__Task goal__. Everything in the entries except the pictures should be repeated exactly.

__Input records__.
........
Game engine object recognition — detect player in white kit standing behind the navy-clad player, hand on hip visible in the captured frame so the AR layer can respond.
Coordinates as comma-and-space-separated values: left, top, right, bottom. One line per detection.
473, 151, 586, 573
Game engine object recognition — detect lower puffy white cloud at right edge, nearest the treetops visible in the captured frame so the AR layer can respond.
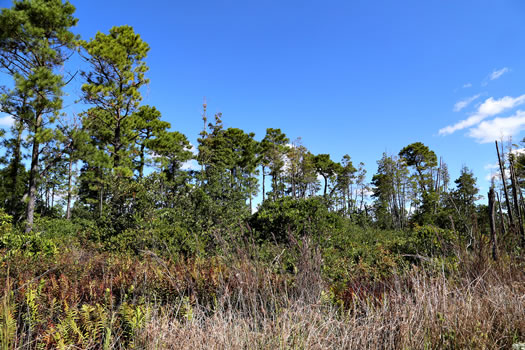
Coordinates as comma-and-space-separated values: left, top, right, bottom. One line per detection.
468, 110, 525, 143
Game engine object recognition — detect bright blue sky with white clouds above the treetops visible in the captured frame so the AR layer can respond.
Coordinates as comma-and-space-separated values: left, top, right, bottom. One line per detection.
0, 0, 525, 200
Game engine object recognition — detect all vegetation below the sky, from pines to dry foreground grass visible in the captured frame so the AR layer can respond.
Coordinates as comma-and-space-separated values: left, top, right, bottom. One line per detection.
0, 0, 525, 349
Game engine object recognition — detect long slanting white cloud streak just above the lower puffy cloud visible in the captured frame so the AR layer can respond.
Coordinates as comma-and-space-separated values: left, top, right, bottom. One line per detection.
439, 95, 525, 135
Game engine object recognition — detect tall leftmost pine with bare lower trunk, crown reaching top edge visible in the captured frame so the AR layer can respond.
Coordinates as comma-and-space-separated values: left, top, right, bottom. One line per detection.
0, 0, 77, 232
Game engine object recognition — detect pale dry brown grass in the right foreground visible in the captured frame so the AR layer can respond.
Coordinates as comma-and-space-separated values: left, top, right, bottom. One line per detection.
137, 258, 525, 349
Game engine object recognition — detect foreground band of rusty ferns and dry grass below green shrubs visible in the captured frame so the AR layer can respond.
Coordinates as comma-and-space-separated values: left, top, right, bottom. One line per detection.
0, 240, 525, 349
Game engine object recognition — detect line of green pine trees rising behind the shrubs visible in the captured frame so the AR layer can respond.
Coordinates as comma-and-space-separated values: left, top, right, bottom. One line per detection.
0, 1, 525, 247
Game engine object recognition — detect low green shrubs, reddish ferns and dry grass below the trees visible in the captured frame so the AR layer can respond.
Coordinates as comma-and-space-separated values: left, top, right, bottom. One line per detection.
0, 216, 525, 349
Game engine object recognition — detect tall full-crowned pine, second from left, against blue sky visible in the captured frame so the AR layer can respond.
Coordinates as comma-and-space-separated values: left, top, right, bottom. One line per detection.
82, 26, 149, 215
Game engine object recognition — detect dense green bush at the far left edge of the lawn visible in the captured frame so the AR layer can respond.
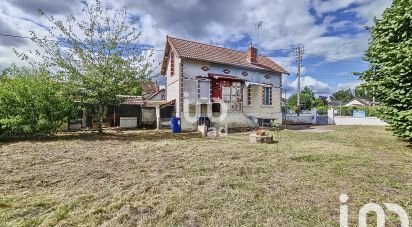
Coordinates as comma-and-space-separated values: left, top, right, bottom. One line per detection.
0, 70, 73, 138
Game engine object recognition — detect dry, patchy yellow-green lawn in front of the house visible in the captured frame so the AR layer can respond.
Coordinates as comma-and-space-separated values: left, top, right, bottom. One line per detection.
0, 127, 412, 226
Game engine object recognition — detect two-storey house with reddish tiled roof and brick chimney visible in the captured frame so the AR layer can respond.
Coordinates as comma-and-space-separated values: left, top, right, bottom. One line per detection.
161, 36, 288, 130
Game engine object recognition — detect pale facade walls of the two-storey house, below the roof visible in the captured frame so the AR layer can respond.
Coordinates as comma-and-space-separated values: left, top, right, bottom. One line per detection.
165, 56, 282, 130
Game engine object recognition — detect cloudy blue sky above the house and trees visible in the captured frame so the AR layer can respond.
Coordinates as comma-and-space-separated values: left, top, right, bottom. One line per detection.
0, 0, 391, 95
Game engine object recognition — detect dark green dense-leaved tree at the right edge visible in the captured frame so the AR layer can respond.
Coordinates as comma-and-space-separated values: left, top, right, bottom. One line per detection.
361, 0, 412, 142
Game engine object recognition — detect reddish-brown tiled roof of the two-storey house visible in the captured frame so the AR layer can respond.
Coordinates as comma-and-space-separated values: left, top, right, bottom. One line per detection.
162, 37, 289, 75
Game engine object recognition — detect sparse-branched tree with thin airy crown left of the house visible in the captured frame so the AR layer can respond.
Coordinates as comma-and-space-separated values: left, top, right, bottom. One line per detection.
16, 0, 153, 132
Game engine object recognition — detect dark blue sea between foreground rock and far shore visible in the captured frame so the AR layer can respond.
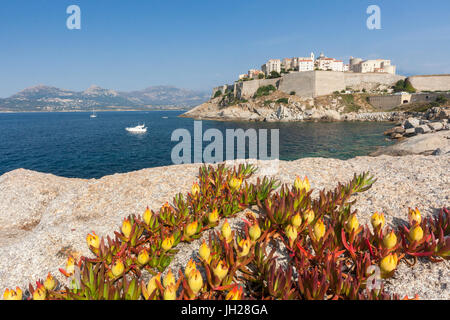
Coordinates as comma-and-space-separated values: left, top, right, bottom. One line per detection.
0, 111, 392, 178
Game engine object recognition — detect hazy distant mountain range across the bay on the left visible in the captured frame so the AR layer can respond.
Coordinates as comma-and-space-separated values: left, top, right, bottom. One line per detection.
0, 85, 210, 111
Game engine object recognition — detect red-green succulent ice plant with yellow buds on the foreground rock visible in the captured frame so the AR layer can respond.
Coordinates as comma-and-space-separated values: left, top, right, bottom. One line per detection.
3, 165, 450, 300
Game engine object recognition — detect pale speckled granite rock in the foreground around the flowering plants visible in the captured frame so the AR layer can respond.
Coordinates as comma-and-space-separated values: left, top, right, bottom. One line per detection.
0, 154, 450, 299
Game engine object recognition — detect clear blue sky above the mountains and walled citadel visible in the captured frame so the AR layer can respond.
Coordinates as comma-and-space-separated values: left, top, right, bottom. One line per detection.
0, 0, 450, 97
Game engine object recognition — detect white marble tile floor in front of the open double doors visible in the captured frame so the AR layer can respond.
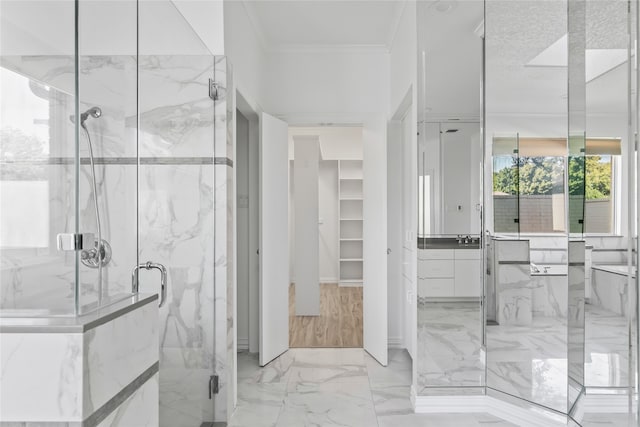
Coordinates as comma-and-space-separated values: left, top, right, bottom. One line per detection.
229, 348, 514, 427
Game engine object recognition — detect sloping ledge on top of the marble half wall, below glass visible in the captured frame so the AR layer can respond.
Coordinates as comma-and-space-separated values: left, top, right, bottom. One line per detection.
0, 294, 158, 334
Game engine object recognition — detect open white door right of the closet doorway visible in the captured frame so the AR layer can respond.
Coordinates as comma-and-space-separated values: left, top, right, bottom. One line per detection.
362, 117, 388, 366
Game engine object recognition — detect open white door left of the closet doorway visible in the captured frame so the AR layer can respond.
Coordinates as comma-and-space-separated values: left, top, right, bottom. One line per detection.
259, 113, 289, 366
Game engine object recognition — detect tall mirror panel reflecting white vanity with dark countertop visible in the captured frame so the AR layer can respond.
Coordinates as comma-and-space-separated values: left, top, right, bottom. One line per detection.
416, 1, 485, 396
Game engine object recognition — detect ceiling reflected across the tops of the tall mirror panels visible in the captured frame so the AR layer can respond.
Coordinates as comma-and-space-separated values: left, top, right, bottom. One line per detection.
418, 0, 627, 121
........
__Result of the exercise__.
Game engine object recognition — detect player in white kit standing behind the navy-clad player, hand on hip visible in the captured frame so the AR layer can respond.
Coordinates as comma-and-space-separated values: left, top, right, bottom. One line per detection.
473, 151, 586, 573
Game engine object recognition — detect lower puffy white cloud at right edge, nearest the treetops visible in the captured frame so the AR layer can respond.
Coordinates as comma-and-space-separated values: left, top, right, bottom. One line per detection.
468, 110, 525, 143
Game engine object recognition — detect bright blue sky with white clouds above the treetops visible in the captured frame so the AR layer can respond.
Coordinates as comma-and-space-separated values: left, top, right, bottom. One line per detection.
0, 0, 525, 200
Game engine object recognition — detect all vegetation below the sky, from pines to dry foreground grass visible in the captured frame so the AR layer can respond.
Coordinates as comma-and-space-separated values: left, top, right, bottom. One line per detection.
0, 0, 525, 349
Game engine object recognition — detect long slanting white cloud streak just above the lower puffy cloud visible in the captured frame so the AR layer can respond.
Coordinates as comma-and-space-separated values: left, top, right, bottom. One line per detection.
439, 95, 525, 135
Game engine object recognition — detect tall leftmost pine with bare lower trunk, crown reaching top edge visible in the captured frame so the AR layer can respond.
Coordinates as comma-and-space-separated values: left, top, right, bottom. One line per detection.
0, 0, 77, 232
Game engine object recognition — detect pale dry brown grass in the right foreground visible in the captured frame so the AR layer can respond.
Coordinates as comma-and-space-separated values: left, top, right, bottom. One line per detection.
137, 258, 525, 349
Game engine object recognition — detect foreground band of rusty ferns and dry grass below green shrubs visible in the captured frame so the AR layer can respond.
Coordinates as comma-and-space-separated values: left, top, right, bottom. One line per detection.
0, 240, 525, 349
Game engine object recognition — detect line of green pine trees rising behind the shrubs visible in the captured frame so the AR layer can respond.
Coordinates as comma-and-space-separated values: left, top, right, bottom. One line per detection.
0, 1, 525, 247
Game engine object recognition — detect low green shrubs, reddish ferns and dry grass below the trees visible in the captured frame so the AR layer can respond.
Coordinates as comma-and-space-separated values: left, top, right, bottom. One line per detection.
0, 216, 525, 349
Game engine object recognition — detect tall full-crowned pine, second from left, against blue sky visible in the captured frame so the AR layer can respond.
Coordinates as comma-and-space-separated values: left, top, right, bottom. One line per detection.
82, 26, 149, 215
Game engine object recognition — detect dense green bush at the far left edge of the lawn visible in the captured frame so the AR layer can respond.
Coordinates as comma-and-space-separated values: left, top, right, bottom. One line per detection.
0, 70, 73, 138
Game engine object recognition — detect dry, patchy yellow-green lawn in front of the house visible in the captured frame so the AR layer can respond.
Coordinates as comma-and-space-separated values: left, top, right, bottom. One line per detection.
0, 127, 412, 226
Game engine object recognition — detect two-storey house with reddish tiled roof and brick chimney visible in the captured frame so the AR layer can respond.
Coordinates as comma-and-space-separated values: left, top, right, bottom. One line per detection.
161, 36, 288, 130
Game engine object recognition — detect pale facade walls of the two-storey house, below the roof visible in the captured frame so the AR layer can respond.
Coordinates as comma-and-space-separated values: left, top, right, bottom. One line per detection.
165, 56, 282, 130
Game engine object recognition — detect cloudy blue sky above the house and trees visible in the captured frame so the AR layer can respond.
Coordinates as comma-and-space-separated values: left, top, right, bottom. One line per detection.
0, 0, 391, 95
Game engine object recognition — detect dark green dense-leaved tree at the right edge visible in the captured frame so the AR layer can respond.
Coordinates as comma-and-space-separated values: left, top, right, bottom. One line per detection.
361, 0, 412, 142
Game engine object recognition — detect reddish-brown tiled roof of the two-storey house visible in the captured frame so the AR layer can respond.
Coordinates as comma-and-space-separated values: left, top, right, bottom. One line per detection.
162, 37, 289, 75
Game engine object recognition — detect sparse-branched tree with thin airy crown left of the house visible in the captured frame so the AR layer can respond.
Coordinates as comma-and-space-separated values: left, top, right, bottom. One line per detection.
16, 0, 153, 132
Game engine object recognition — detect dark blue sea between foreground rock and far shore visible in the captured frame so the AR layer can respond.
Coordinates as comma-and-space-separated values: left, top, right, bottom. One line per detection.
0, 111, 392, 178
Game engine object recognition — detect hazy distant mountain range across the bay on the left visible in the captured frame so the AR layer can respond.
Coordinates as comma-and-space-separated values: left, top, right, bottom. One line per detection.
0, 85, 210, 111
Game engine object recognition — detect red-green succulent ice plant with yellow buds on the foreground rock visible in the captured frame so the AR layer can respond.
Coordinates as comma-and-space-separated values: left, top, right, bottom. One line per detection.
3, 165, 450, 300
Game engine object recognition — detect pale speckled granite rock in the foreground around the flowering plants visible in the captured frame so the AR layer can respond.
Coordinates as comma-and-space-separated values: left, top, right, bottom. One line per detection.
0, 154, 450, 299
Game engine object recognition — detect clear blue sky above the mountains and walled citadel visible in the captured frame so the AR layer can respond.
Coordinates as comma-and-space-separated values: left, top, right, bottom. One line per detection.
0, 0, 450, 97
Game engine object recognition — detect white marble tile floor in front of the open double doors visible in the captured frame so the AR layer can respond.
Coordinates as comma-and-space-separated values: left, top, right, bottom. One line per detection.
229, 348, 514, 427
Game engine object recognition — detect sloping ledge on top of the marble half wall, below glass visible in the captured frame so the AR layer can respond.
Coordinates as comma-and-space-separated values: left, top, right, bottom. One line per detection.
0, 294, 158, 334
Game engine object recognition — detect open white door right of the closet doorway visible in the captured frame so the AR layer can respond.
Coordinates as comma-and-space-separated values: left, top, right, bottom. One line per detection.
362, 117, 388, 366
Game engine object recognition — detect open white door left of the closet doorway visible in the captured frame so the AR layer can respond.
Coordinates as comma-and-space-separated values: left, top, right, bottom. One line per detection.
259, 113, 289, 366
Game engine object recognition — detect tall mirror panel reflecting white vanity with dark countertop visible in the captured frame so the AR layer can respond.
Coordinates as comma-and-space-separated values: left, top, right, bottom. One line per detection.
416, 1, 485, 396
Game engine object recognition — detect ceiling reflected across the tops of the tall mirror panels visible in the captured frame so the AR layer can respond.
Coordinates as comma-and-space-separated values: left, top, right, bottom. One line per detection.
418, 0, 627, 121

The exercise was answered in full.